- _STATED PROBLEM_: Copy each of the records below word for word.

- _STORED DATA_:
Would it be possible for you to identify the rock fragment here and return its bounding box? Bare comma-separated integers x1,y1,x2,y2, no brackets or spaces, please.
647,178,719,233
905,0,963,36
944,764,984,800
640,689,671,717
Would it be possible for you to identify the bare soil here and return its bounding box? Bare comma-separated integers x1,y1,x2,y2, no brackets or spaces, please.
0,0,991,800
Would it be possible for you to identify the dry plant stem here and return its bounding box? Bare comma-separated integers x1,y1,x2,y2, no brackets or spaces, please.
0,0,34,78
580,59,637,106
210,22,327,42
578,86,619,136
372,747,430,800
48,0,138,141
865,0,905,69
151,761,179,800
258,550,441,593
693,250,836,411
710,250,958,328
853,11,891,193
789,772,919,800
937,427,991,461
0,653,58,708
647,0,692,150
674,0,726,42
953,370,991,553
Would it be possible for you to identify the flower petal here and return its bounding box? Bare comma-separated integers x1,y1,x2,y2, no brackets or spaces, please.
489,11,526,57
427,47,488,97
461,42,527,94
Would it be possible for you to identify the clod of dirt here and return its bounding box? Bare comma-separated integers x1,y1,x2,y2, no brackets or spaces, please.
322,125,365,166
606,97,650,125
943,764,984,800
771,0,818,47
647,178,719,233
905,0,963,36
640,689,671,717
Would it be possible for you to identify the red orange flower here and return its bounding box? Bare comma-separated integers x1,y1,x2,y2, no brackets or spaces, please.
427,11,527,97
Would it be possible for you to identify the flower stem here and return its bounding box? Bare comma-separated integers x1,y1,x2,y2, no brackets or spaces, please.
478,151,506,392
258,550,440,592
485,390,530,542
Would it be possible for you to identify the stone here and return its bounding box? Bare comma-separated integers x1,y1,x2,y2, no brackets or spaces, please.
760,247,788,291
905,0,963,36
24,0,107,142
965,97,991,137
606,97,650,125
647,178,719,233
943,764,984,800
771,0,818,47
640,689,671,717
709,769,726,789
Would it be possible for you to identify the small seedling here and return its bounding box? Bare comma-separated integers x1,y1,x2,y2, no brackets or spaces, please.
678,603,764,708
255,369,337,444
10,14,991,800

- _FULL RESPONSE_:
Would it be possible for you to identify the rock fragment here and return its bounding box? Bare comma-separated integers x1,y1,x2,y2, no brackets or spaces, please.
647,178,719,233
905,0,963,36
944,764,984,800
640,689,671,717
Would it be possible for you to identify the bare soil here and return its bounding box? Bare comma-separated integers x1,y1,x2,y2, no brackets or spaces, please.
0,0,991,800
Would it be possible for you to identify the dry plant stem here and return its bounding box? Bare comma-separated integers x1,y1,x2,y2, no brackets or spaces, please.
0,0,34,78
580,59,637,106
210,22,327,42
578,86,619,136
372,747,430,800
48,0,138,141
865,0,905,69
151,761,179,800
258,550,441,593
693,250,836,411
710,250,958,328
853,11,891,193
789,772,919,800
937,427,991,461
0,653,58,708
647,0,692,150
674,0,726,42
953,370,991,553
Would it be possible for you to identify the flower petal here and return its bounding box? Bare comma-separated integers x1,y1,x2,y2, no brackets or spaces, please.
489,11,526,57
427,47,488,97
461,42,527,94
Would it be possible for you to identify the clod of dirt here and return its bounding box? Bare comma-separated integers x1,y1,x2,y2, no brackets or spaces, please.
322,125,365,166
606,97,650,125
943,764,984,800
771,0,818,47
647,178,719,233
905,0,963,36
640,689,671,717
Would it be possible for you to identify the red orange flower here and return its bounding box? Bare comma-separated integers x1,y1,x2,y2, no brackets or spaces, please.
427,11,527,97
Would it be possible for you to identify the flower stem here and return its bounding box? Bare comma-separated integers x1,y1,x2,y2, no brackets or spaces, please.
478,151,506,392
258,550,440,592
485,390,530,542
Would it be possible for you to identify the stone here and return its bounding box? Bare comma-separated integers x1,y1,x2,y2, no brackets or spaces, please.
760,247,788,291
905,0,963,36
24,0,107,142
965,97,991,137
606,97,650,125
647,178,719,233
943,764,984,800
771,0,818,47
640,689,671,717
709,769,726,789
Would it be possible for you to identify the small seedling here and return its bounding box? Bare comma-separated integers x1,y1,x2,y2, no brackets or spaces, please.
678,603,764,708
255,369,337,444
10,14,991,800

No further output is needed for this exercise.